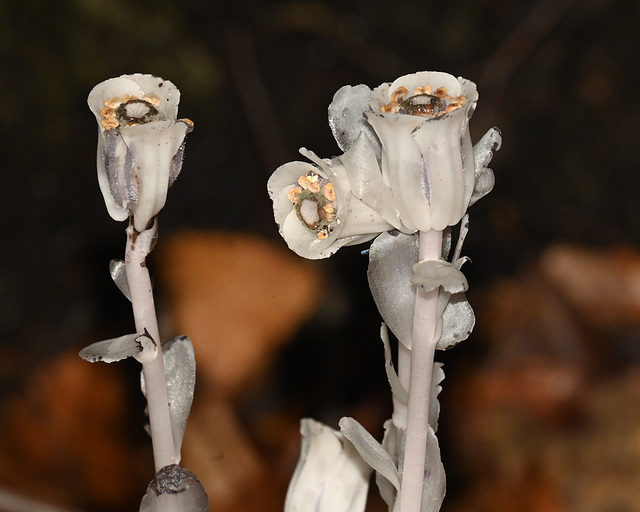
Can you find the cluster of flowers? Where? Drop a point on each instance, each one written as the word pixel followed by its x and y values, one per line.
pixel 408 167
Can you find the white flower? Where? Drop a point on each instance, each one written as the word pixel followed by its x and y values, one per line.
pixel 427 158
pixel 315 208
pixel 140 144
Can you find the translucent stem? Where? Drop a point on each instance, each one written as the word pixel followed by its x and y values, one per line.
pixel 423 346
pixel 139 245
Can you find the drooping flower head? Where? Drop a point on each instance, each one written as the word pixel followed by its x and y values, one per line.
pixel 140 144
pixel 427 159
pixel 314 207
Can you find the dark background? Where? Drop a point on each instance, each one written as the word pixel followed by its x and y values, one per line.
pixel 558 77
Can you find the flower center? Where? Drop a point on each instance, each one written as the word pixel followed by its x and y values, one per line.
pixel 314 203
pixel 424 102
pixel 129 111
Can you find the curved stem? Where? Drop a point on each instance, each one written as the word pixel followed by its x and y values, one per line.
pixel 423 344
pixel 139 245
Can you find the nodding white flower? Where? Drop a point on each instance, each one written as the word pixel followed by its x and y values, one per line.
pixel 140 144
pixel 427 157
pixel 314 206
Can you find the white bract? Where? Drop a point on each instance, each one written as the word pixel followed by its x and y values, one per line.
pixel 140 144
pixel 330 475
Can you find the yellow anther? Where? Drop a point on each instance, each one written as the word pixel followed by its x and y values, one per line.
pixel 154 100
pixel 108 112
pixel 425 89
pixel 323 234
pixel 399 93
pixel 113 103
pixel 329 192
pixel 293 194
pixel 110 122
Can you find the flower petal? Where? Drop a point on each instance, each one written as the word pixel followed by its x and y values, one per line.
pixel 483 153
pixel 137 85
pixel 366 181
pixel 153 147
pixel 346 117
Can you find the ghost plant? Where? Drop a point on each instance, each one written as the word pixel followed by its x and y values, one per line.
pixel 408 173
pixel 140 149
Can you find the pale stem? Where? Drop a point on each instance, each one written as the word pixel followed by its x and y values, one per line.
pixel 423 344
pixel 139 245
pixel 399 408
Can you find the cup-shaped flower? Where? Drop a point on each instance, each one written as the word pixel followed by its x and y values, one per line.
pixel 427 158
pixel 314 206
pixel 140 144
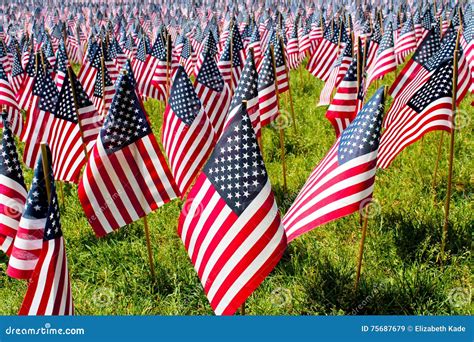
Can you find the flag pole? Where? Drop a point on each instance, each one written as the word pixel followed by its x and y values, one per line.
pixel 289 87
pixel 147 233
pixel 435 173
pixel 451 152
pixel 47 181
pixel 282 133
pixel 365 215
pixel 148 247
pixel 102 66
pixel 79 123
pixel 231 37
pixel 168 67
pixel 361 246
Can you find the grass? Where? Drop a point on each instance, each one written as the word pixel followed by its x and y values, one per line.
pixel 400 273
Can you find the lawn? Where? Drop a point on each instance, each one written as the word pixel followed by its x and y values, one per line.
pixel 400 273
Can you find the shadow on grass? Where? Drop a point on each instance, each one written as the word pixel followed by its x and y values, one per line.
pixel 414 290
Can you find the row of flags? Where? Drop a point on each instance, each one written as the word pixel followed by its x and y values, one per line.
pixel 220 85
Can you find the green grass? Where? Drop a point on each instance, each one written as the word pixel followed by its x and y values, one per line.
pixel 400 273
== == ==
▶ [OBJECTIVE]: Please set down the stretch of the material above from its start through the line containing "pixel 129 111", both ends included, repeating each line word for word. Leave the pictures out of your copy.

▶ [THE SOLUTION]:
Can you find the cluster of flowers? Where? Drop a point on each instance, each one written as the word pixel followed by its x and y values, one per line.
pixel 408 167
Can you find the white flower? Where? Drop a point on each instance, each one written as the word pixel followed by its x and y values, one per line.
pixel 427 158
pixel 315 208
pixel 140 144
Can you find the translucent stem? Where? Drop a point on each instance, each one written as the word pixel followed by its x and y values, one per line.
pixel 423 346
pixel 139 245
Can you find the drooping flower head? Where? Drop a point on each instance, each one written as the word pixel followed by its x and y values, one per line.
pixel 140 144
pixel 427 159
pixel 314 207
Can you find the dark background? Where? Drop a point on each instance, each one written as the word pixel followed by its x and y values, one per line.
pixel 558 77
Can you find the flower center? Where? Drop a point on each instance, each one written as the word pixel followed by its x and y values, one per line.
pixel 314 203
pixel 424 102
pixel 129 111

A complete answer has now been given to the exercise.